● **Challenge**: Could you copy the rows verbatim, from the first one up to and including the line that contains "[(76, 97), (225, 26), (161, 81), (178, 41), (185, 57)]"?

● **Material provided**:
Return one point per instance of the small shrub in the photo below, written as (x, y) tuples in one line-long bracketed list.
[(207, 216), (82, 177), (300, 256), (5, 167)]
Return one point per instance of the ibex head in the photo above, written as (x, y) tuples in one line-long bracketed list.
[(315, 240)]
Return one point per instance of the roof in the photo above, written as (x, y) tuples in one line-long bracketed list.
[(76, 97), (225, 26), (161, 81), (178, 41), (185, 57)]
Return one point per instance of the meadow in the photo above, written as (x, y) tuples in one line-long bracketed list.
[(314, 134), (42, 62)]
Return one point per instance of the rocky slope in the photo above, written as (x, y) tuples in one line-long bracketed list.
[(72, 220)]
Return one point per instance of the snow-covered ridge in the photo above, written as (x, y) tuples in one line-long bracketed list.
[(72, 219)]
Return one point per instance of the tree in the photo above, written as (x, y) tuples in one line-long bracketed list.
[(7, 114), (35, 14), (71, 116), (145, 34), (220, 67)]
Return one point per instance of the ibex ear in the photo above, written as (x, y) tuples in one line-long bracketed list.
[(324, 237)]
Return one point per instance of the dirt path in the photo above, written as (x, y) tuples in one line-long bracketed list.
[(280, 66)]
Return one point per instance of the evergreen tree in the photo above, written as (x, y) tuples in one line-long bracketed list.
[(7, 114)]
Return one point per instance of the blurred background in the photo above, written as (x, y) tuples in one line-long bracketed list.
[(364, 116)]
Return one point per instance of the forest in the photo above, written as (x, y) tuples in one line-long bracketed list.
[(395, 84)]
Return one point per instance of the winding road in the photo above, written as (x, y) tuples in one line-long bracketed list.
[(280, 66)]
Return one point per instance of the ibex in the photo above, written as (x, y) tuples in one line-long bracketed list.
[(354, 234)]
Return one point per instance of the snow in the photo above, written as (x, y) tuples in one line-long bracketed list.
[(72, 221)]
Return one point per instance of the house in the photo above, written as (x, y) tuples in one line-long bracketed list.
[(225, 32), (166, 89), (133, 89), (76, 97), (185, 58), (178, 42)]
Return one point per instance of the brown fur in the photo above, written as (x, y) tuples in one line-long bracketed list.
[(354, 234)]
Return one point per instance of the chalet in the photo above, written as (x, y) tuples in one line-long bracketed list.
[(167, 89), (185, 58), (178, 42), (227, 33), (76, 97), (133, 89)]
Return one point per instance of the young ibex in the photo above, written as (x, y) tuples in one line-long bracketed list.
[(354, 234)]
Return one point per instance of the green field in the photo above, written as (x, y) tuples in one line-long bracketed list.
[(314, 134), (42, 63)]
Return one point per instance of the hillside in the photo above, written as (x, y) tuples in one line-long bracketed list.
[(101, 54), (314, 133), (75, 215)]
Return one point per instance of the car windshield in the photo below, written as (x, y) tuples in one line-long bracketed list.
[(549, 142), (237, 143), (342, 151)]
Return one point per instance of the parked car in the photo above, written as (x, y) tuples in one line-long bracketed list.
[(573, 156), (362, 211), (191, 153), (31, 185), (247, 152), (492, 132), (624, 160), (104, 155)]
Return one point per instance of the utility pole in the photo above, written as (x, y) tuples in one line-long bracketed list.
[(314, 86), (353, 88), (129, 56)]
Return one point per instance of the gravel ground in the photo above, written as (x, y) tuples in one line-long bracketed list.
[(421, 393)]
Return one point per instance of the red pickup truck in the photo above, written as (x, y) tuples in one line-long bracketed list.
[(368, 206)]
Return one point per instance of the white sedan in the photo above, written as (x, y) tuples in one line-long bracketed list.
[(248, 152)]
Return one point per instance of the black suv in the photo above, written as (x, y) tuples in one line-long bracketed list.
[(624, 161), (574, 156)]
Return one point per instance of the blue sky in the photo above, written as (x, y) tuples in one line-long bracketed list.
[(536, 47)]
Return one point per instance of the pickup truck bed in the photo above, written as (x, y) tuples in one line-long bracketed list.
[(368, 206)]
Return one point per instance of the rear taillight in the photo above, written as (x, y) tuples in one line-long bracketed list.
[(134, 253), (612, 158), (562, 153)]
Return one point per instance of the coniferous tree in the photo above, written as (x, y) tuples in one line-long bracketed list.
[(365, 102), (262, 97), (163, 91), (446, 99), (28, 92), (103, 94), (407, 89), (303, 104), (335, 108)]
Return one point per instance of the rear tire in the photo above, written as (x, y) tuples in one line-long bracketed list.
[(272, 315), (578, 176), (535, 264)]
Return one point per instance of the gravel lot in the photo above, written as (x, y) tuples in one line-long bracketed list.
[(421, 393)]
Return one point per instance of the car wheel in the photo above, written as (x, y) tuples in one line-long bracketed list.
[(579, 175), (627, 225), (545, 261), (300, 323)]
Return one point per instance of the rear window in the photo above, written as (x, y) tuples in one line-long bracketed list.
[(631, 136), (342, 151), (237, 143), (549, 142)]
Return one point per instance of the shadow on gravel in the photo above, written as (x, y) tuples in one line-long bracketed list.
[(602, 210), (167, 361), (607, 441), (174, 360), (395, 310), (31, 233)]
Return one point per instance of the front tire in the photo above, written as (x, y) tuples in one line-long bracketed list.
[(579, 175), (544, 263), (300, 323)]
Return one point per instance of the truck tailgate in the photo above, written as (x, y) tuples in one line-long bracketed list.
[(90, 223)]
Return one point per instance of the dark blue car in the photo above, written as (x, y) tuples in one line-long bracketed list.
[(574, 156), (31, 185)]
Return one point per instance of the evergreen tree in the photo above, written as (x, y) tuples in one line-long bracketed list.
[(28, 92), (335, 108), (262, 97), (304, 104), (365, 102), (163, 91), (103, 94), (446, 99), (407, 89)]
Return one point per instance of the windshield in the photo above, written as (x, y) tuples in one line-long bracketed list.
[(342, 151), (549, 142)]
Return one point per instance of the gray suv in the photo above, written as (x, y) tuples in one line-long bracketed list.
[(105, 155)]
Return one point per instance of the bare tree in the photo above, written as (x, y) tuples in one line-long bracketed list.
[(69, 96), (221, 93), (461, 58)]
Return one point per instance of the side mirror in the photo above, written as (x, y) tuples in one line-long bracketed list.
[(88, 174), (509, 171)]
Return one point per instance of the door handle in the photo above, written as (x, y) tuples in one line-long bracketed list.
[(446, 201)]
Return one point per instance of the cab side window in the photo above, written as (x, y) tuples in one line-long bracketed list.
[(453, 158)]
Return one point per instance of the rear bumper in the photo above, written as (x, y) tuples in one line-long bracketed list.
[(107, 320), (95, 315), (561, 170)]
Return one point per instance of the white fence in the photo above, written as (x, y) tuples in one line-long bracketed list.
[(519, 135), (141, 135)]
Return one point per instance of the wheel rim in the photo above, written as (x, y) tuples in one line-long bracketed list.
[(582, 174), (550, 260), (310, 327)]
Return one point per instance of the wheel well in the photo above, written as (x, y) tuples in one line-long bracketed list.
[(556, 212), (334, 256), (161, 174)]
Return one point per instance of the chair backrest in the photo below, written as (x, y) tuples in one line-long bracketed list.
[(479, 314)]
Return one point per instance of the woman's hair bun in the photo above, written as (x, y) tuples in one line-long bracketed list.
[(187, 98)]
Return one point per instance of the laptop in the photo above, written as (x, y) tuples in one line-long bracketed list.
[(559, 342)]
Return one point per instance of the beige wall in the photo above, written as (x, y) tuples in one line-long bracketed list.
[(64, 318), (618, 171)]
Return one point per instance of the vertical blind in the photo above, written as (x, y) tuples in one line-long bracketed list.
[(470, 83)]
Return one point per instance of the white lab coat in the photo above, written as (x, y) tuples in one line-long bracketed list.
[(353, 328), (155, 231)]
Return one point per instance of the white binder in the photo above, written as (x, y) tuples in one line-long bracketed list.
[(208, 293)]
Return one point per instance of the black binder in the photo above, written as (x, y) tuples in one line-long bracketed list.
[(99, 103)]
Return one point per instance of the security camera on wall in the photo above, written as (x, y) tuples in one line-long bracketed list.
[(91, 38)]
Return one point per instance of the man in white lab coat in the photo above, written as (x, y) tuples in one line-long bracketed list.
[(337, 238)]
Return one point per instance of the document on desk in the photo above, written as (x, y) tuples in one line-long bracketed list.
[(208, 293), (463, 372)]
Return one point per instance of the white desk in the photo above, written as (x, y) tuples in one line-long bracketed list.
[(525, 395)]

● **Correct result**:
Return one point per instance of the small shrub in the photo below, written as (x, y) tuples in one line-long bracketed list.
[(207, 216), (82, 177), (300, 256), (5, 167)]
Return one point per instance of the ibex head in the photo above, written as (x, y) tuples in one line-long bracketed list.
[(315, 240)]
Return one point per instance of the roof in the photo above, written as (x, y) tuples in one line-long bracketed list.
[(76, 97), (225, 26), (161, 81), (178, 41), (185, 57)]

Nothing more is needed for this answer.